• **Work request**
With images excluded, write out each entry below exactly as given.

Saved entries:
Content starts
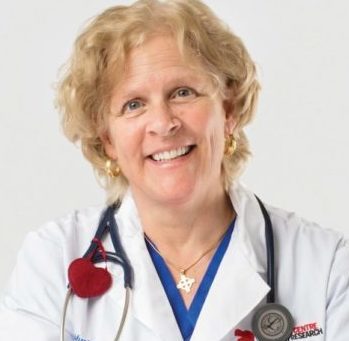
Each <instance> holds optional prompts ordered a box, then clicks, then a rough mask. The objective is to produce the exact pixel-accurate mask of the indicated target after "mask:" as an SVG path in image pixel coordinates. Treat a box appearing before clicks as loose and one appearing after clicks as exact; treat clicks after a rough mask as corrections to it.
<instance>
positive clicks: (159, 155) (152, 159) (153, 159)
mask: <svg viewBox="0 0 349 341" xmlns="http://www.w3.org/2000/svg"><path fill="white" fill-rule="evenodd" d="M194 147H195V146H194V145H191V146H183V147H179V148H176V149H171V150H166V151H163V152H160V153H155V154H151V155H149V157H150V158H151V159H152V160H154V161H157V162H165V161H171V160H174V159H178V158H180V157H183V156H185V155H188V154H189V153H190V152H191V151H192V150H193V149H194Z"/></svg>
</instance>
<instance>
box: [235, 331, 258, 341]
mask: <svg viewBox="0 0 349 341" xmlns="http://www.w3.org/2000/svg"><path fill="white" fill-rule="evenodd" d="M235 336H238V337H239V338H238V341H254V335H253V333H252V332H250V331H249V330H241V329H236V330H235Z"/></svg>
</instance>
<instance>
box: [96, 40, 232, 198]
mask: <svg viewBox="0 0 349 341" xmlns="http://www.w3.org/2000/svg"><path fill="white" fill-rule="evenodd" d="M197 63H199V61H197ZM197 66H198V65H197ZM118 84H119V85H118V86H116V88H115V89H114V91H113V93H112V98H111V108H110V109H111V115H110V116H109V118H108V122H107V126H108V129H107V131H106V132H105V134H104V135H103V136H102V137H101V138H102V141H103V143H104V148H105V151H106V153H107V155H108V156H109V157H110V158H111V159H113V160H117V162H118V164H119V166H120V168H121V170H122V173H123V174H124V176H125V177H126V178H127V180H128V181H129V185H130V187H131V190H132V192H133V195H134V197H135V199H136V201H137V200H140V201H142V200H147V201H151V202H154V203H158V204H183V203H186V202H188V201H191V200H197V199H201V200H202V199H203V198H205V197H206V195H208V194H210V195H214V194H215V193H217V191H218V192H221V191H222V190H223V181H222V166H221V165H222V158H223V154H224V137H225V136H227V135H228V134H231V133H232V130H233V127H234V120H233V115H232V113H231V112H229V110H228V108H230V107H231V106H230V105H227V103H225V101H224V100H223V98H222V97H221V95H220V94H219V92H218V91H217V89H216V88H215V87H214V86H213V84H212V81H211V80H210V78H209V77H208V76H207V74H206V73H205V71H204V70H203V69H201V70H200V67H195V68H193V67H190V66H189V65H188V62H186V61H185V60H184V59H183V57H182V55H181V54H180V52H179V49H178V46H177V43H176V41H175V40H174V39H172V38H171V37H169V36H165V35H164V36H162V35H160V36H155V37H152V38H151V39H149V40H147V41H146V42H145V43H143V44H142V45H141V46H140V47H137V48H135V49H133V50H132V51H131V52H130V54H129V56H128V59H127V63H126V68H125V72H124V74H123V76H122V78H121V81H120V82H119V83H118Z"/></svg>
Content ends
• **Task response**
Each <instance> holds optional prompts ordered a box, then clicks, then a rough mask. The objective is to produce the exact pixel-accurate mask of the indicated target after "mask:" as an SVG path in image pixel coordinates. Treat a box appearing before clicks as loose and one appearing after clicks as exact; treat clicks after a rough mask as corrections to it.
<instance>
positive clicks: (159, 155) (152, 159) (153, 159)
mask: <svg viewBox="0 0 349 341" xmlns="http://www.w3.org/2000/svg"><path fill="white" fill-rule="evenodd" d="M194 147H195V146H194V145H191V146H183V147H179V148H176V149H171V150H166V151H163V152H160V153H155V154H151V155H149V157H150V158H151V159H152V160H154V161H157V162H165V161H171V160H174V159H178V158H180V157H183V156H185V155H188V154H189V153H190V152H191V151H192V150H193V149H194Z"/></svg>
</instance>
<instance>
box: [235, 331, 258, 341]
mask: <svg viewBox="0 0 349 341" xmlns="http://www.w3.org/2000/svg"><path fill="white" fill-rule="evenodd" d="M235 336H238V337H239V338H238V341H254V335H253V333H252V332H250V331H249V330H241V329H236V330H235Z"/></svg>
</instance>
<instance>
box: [96, 40, 232, 198]
mask: <svg viewBox="0 0 349 341" xmlns="http://www.w3.org/2000/svg"><path fill="white" fill-rule="evenodd" d="M197 63H199V61H197ZM197 66H198V65H197ZM118 84H119V85H118V86H116V88H115V89H114V91H113V93H112V98H111V108H110V109H111V115H110V116H109V118H108V122H107V126H108V129H107V131H106V132H105V134H104V135H103V136H102V137H101V138H102V141H103V143H104V148H105V151H106V153H107V155H108V156H109V157H110V158H111V159H113V160H117V162H118V164H119V166H120V168H121V170H122V173H123V174H124V176H125V177H126V178H127V180H128V181H129V185H130V187H131V190H132V192H133V195H134V197H135V199H136V201H137V200H140V201H142V200H147V201H151V202H154V203H158V204H183V203H186V202H188V201H191V200H197V199H201V200H202V199H203V198H205V197H206V195H208V194H210V195H214V194H215V193H217V191H218V192H221V191H222V190H223V181H222V166H221V165H222V158H223V154H224V137H225V136H227V135H228V134H231V133H232V130H233V127H234V120H233V115H232V113H231V112H229V110H228V108H230V107H231V106H230V105H227V103H225V101H224V100H223V98H222V97H221V95H220V94H219V92H218V91H217V89H216V88H215V87H214V86H213V84H212V81H211V80H210V78H209V77H208V76H207V74H206V73H205V71H204V70H203V69H201V70H200V67H195V68H193V67H190V66H189V65H188V62H186V61H185V60H184V59H183V57H182V55H181V54H180V52H179V49H178V46H177V43H176V41H175V40H174V39H172V38H171V37H169V36H165V35H164V36H162V35H160V36H155V37H152V38H151V39H149V40H147V41H146V42H145V43H143V44H142V45H141V46H140V47H137V48H135V49H133V50H132V51H131V52H130V54H129V56H128V59H127V63H126V68H125V72H124V74H123V76H122V78H121V81H120V82H119V83H118Z"/></svg>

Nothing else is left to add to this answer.